§ **GIVEN INSTRUCTION**
Can you give all the records again without altering a single character?

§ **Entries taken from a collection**
-- BEGIN --
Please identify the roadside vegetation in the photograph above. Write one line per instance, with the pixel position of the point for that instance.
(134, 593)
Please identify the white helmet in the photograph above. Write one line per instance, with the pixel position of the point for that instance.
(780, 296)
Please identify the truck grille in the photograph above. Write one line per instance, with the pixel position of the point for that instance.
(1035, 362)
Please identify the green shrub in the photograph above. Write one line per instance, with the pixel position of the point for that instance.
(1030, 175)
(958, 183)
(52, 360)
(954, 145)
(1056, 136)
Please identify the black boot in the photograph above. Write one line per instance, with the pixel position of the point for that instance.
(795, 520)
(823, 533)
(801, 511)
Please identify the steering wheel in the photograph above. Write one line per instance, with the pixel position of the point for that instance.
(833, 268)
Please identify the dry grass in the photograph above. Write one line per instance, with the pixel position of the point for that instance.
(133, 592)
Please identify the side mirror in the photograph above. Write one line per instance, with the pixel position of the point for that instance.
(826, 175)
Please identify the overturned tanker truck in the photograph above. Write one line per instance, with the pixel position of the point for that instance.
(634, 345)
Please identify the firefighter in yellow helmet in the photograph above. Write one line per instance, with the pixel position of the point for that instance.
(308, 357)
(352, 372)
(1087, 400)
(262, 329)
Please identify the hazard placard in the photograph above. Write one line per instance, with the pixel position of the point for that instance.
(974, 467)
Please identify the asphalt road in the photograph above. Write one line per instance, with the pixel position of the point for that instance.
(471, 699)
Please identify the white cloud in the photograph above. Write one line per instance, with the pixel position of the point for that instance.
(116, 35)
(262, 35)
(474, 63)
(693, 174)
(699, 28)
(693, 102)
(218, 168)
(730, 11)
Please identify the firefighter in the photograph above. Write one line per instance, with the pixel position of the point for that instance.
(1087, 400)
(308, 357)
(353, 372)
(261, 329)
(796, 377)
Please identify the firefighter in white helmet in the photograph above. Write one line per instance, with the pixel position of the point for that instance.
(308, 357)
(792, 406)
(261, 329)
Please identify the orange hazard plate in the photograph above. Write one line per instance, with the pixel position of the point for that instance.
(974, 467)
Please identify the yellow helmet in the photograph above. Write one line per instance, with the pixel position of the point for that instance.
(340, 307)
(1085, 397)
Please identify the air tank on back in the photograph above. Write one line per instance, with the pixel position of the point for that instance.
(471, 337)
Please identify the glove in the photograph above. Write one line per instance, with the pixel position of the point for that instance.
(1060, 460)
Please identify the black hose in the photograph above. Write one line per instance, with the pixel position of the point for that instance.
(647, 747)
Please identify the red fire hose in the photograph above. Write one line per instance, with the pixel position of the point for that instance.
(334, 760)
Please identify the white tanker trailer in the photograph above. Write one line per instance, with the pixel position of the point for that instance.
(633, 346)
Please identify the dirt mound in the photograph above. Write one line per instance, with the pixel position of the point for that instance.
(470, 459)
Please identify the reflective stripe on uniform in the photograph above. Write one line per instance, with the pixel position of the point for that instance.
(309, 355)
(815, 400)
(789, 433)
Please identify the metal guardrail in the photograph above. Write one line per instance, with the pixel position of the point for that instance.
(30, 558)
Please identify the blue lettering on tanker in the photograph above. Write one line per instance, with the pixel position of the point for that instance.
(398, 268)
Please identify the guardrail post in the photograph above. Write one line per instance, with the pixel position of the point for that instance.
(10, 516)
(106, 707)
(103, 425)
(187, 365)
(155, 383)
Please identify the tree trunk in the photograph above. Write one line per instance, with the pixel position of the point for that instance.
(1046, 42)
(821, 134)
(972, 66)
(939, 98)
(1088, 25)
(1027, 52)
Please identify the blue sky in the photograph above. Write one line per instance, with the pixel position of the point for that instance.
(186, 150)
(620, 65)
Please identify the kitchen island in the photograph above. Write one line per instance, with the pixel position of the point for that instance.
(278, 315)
-- END --
§ **SOLUTION TO THIS EXERCISE**
Please identify the roadside vegetation in the photograph above. Write one line per instance, with the pixel position of the point for that instance.
(134, 593)
Please identify the white helmet in the photograph above. Write one line per instance, with the pixel position of the point for that instance.
(780, 296)
Please identify the truck grille in the photograph above. Write one line per instance, with the pixel position of the point for that instance.
(1035, 362)
Please identify the green shrub in the photograph above. Write one line per instance, with the pixel position of the point for that instance.
(1030, 175)
(958, 183)
(52, 360)
(954, 145)
(1056, 136)
Please identify the black boot in the photograph above. Write one line per instance, with the pixel position of the point for that instance.
(795, 520)
(823, 533)
(801, 511)
Please identify the steering wheel in the photograph above. Write one line per instance, with the pixel position of the point for that instance.
(833, 268)
Please identify the dry grass in the photograph above. Write one line per instance, with the pixel position of the point for that instance.
(133, 592)
Please identify the side mirror in the photograph above. Write one line per instance, with the pixel position of the point for that instance.
(826, 175)
Please identify the overturned tanker truck in the photograph above. Write one line per instance, with the pixel position of the point for that instance.
(634, 345)
Please identify the firefighter in yellow helmet in the photograph above. Write one line per instance, with the pixel position of the point for that instance.
(308, 357)
(352, 372)
(1087, 400)
(262, 329)
Please identify the hazard placard in the photograph above. Write one line per instance, with the pixel position of the point for that instance.
(974, 467)
Please identify the asphalt road in the photograph above. Write one line per instance, with the pixel position of the point for that instance.
(471, 699)
Please identify the white cloud in the photograph above. Write one line per instance, with the pixel position of the point for that instance.
(116, 35)
(262, 35)
(474, 63)
(693, 174)
(699, 28)
(693, 102)
(218, 168)
(730, 11)
Please identify the firefighter in the photograph above. Write one line per instance, with the pixel position of the point for that instance.
(1087, 400)
(308, 357)
(353, 372)
(261, 329)
(796, 377)
Please identify the firefighter in white helmet in the photograph above. Write one line per instance, with the pixel position of the point for that instance.
(308, 357)
(792, 406)
(261, 329)
Please identify the orange hazard plate in the photograph above. Write one line per instance, with the pixel position of the point for that instance.
(974, 467)
Please identify the yellow helmet in the photograph above. Write one line per instance, with the pixel position of the point for that instance.
(340, 307)
(1085, 397)
Please identify the air tank on back in the photograph above. Write one line per instance, with the pixel position of the point for that instance.
(471, 337)
Please identify the glove in the photograph above. Write one line per instance, with the pixel position of the point for that instance.
(1060, 460)
Please identify the black hose in the photograph above. Write one line per instance, with the pixel position of the point for that instance.
(647, 747)
Please identify the red fire hose in the photograph above. Write one line per instance, with the pixel position of the point for that instance.
(334, 760)
Please identify the white tanker trailer in the photograph above. Write one line per instance, with the pixel position of the point for that instance.
(633, 346)
Please identify the dirt mound in the photograph above. Write one line per instance, with the pixel position of the point for that instance.
(470, 459)
Please identify the reflective stripe on uniform in the photograph above. Write one line per instance, with the pixel position of the point for that instance.
(309, 355)
(815, 400)
(789, 433)
Please identify the metal guardrail in the photograph above. Write one line per instance, with the pixel position of the point for that instance.
(30, 558)
Please identify the blue lettering on tanker in the photograph above. Write one line per instance, with the pixel position of the point for that instance.
(398, 268)
Please identify the guardrail post in the photograph above. Write one line per instance, with the pixel position of the point for that instance.
(10, 516)
(106, 707)
(103, 425)
(187, 365)
(155, 383)
Please identify the tree trunk in the photograph above. Write one line per instance, with the pixel position of the point for that instance.
(1046, 42)
(821, 134)
(972, 66)
(939, 98)
(1088, 25)
(1027, 52)
Please identify the blue sky in the photograph above. Write one line per instance, with the pixel position of the point for that instance.
(186, 150)
(620, 65)
Please identify the kitchen island in the photograph above. Write one line per instance, with the pixel position of the point for that instance.
(278, 315)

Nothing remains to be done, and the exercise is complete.